Rewrite the items below with "tree trunk" switched to "street sign", changing nothing else, and leave the pictures out.

........

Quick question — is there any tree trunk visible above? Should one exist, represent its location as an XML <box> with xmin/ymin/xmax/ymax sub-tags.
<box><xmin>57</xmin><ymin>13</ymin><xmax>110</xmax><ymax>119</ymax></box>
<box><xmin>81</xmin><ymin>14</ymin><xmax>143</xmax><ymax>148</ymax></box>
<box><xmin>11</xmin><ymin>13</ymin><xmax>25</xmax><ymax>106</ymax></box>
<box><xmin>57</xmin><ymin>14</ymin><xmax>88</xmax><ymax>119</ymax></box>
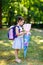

........

> _Problem solution_
Quick question — is there any street sign visible above? Should one exist, represent its location as an XML <box> with xmin/ymin/xmax/ymax sub-tags.
<box><xmin>57</xmin><ymin>13</ymin><xmax>110</xmax><ymax>119</ymax></box>
<box><xmin>81</xmin><ymin>14</ymin><xmax>143</xmax><ymax>148</ymax></box>
<box><xmin>11</xmin><ymin>13</ymin><xmax>25</xmax><ymax>106</ymax></box>
<box><xmin>57</xmin><ymin>14</ymin><xmax>88</xmax><ymax>119</ymax></box>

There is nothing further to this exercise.